Ipswich Public Schools – BSEA # 11-9243
COMMONWEALTH OF MASSACHUSETTS
BUREAU OF SPECIAL EDUCATION APPEALS
In Re: Tallulah1 & Ipswich Public Schools
This Decision is issued pursuant to M.G.L.c.71B and 30A, 20 U.S.C.§1401, et seq ., 29 U.S.C. §794 and the regulations promulgated under those statutes. A hearing was held in the above-entitled matter on January 18, 2012 at the Department of Elementary & Secondary Education in Malden, MA. Present for the proceedings were:
Ms. T. Parent
Cindy Currier Special Education Dept., Ipswich Public Schools
Mary Gallant Attorney/Special Education Director, Ipswich Public Schools
Lindsay Byrne Hearing Officer/BSEA
The official record of the hearing consists of exhibits introduced by the School marked S-1 through S-9 and S-11 through S-16 and approximately 1 ½ hours of recorded oral testimony and argument. The Parent was pro se throughout the course of the appeal and the Hearing. She did not submit any Hearing exhibits in compliance with BSEA Rule IX, BSEA Rule X and 20 U.S.C. §1415 (f). The Parent was the sole witness at the Hearing. The School was represented by attorney Mary Gallant who acts as both the District’s Special Education Director and its legal representative in special education matters. Prior to the commencement of the Hearing, the Parent requested leave to “reformulate” the issue presented for resolution. The School objected. The Hearing Officer noted that the statement of the issue had been agreed upon during a prehearing conference held on July 7, 2011 and memorialized in scheduling orders issued on July 11, 2011, September 13, 2011 and January 4, 2012. The Parent had not lodged any then contemporaneous objections and did not on the day of hearing present any compelling argument or proffer any newly discovered evidence which might warrant a change in the issue. Therefore the Parent’s request was DENIED .

──────

Work instruction
Carry on writing the hearing decision, starting right after its last sentence. The rows that come next are separate material and have no connection to the hearing decision.

──────

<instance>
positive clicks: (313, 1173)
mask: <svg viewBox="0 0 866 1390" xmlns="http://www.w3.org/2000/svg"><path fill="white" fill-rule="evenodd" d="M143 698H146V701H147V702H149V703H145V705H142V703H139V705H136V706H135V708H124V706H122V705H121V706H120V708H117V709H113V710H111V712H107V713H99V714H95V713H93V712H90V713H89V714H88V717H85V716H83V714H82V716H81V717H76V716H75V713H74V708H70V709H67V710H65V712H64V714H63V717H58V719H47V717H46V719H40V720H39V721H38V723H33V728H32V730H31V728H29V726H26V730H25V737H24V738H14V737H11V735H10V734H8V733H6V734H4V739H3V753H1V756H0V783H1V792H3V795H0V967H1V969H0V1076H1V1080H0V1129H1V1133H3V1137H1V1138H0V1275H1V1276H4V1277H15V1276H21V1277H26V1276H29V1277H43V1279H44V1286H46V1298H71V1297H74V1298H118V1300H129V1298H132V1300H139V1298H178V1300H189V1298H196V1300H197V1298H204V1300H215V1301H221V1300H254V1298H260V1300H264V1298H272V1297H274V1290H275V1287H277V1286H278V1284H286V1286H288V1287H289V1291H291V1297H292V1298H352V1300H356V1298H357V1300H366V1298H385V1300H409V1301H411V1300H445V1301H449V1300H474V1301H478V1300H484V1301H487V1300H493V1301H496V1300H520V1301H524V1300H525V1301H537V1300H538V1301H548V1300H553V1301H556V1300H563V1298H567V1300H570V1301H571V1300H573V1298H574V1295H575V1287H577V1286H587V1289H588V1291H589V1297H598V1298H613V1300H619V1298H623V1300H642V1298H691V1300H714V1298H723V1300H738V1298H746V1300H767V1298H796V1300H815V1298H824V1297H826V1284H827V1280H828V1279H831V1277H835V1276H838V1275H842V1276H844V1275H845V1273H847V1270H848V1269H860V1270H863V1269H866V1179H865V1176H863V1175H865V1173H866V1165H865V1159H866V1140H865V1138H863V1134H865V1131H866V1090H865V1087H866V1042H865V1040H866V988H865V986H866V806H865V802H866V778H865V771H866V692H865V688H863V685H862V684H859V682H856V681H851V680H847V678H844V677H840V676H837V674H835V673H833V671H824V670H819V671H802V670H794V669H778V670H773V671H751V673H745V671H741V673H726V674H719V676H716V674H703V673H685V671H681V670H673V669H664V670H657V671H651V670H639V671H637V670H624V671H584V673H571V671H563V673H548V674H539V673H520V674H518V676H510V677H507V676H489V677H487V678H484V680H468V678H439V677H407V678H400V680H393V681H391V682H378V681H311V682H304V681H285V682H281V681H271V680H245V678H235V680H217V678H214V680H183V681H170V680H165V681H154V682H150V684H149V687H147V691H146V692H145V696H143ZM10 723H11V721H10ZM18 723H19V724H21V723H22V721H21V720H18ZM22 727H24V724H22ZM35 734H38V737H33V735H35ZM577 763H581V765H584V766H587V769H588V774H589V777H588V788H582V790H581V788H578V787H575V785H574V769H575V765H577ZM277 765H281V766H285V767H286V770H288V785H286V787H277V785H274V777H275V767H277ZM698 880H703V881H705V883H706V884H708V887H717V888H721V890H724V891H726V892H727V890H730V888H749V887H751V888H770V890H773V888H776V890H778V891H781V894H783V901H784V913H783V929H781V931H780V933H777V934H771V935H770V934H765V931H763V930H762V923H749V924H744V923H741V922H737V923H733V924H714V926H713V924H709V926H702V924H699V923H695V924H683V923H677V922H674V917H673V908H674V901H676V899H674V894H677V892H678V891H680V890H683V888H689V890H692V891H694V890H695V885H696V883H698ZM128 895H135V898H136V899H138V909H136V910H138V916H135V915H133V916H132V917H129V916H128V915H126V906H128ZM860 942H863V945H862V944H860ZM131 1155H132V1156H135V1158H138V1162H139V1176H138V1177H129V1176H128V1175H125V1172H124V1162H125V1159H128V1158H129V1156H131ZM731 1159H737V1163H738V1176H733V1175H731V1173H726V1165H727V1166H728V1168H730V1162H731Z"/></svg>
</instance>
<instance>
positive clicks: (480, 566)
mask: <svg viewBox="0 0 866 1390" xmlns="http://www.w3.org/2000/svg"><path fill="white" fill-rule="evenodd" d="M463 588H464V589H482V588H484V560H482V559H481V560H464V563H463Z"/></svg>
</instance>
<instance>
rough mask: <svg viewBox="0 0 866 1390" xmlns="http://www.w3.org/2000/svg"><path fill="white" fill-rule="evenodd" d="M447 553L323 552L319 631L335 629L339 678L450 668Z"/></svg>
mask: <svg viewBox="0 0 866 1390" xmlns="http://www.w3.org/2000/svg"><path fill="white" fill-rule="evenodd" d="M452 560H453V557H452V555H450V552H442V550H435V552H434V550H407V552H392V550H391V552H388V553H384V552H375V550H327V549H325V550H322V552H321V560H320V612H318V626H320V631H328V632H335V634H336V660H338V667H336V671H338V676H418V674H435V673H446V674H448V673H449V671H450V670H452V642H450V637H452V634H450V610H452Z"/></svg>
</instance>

──────

Your response
At the conclusion of the Parent’s testimony the School moved for a Directed Verdict. Due to the Parent’s pro se status the School’s Motion was DENIED . Neither party elected to submit oral or written closing arguments. The official record therefore closed on January 18, 2012.
Whether the Parents are entitled to reimbursement of expenses they incurred in securing individual tutoring services for the Student through the Commonwealth Learning Center during the summer of 2011?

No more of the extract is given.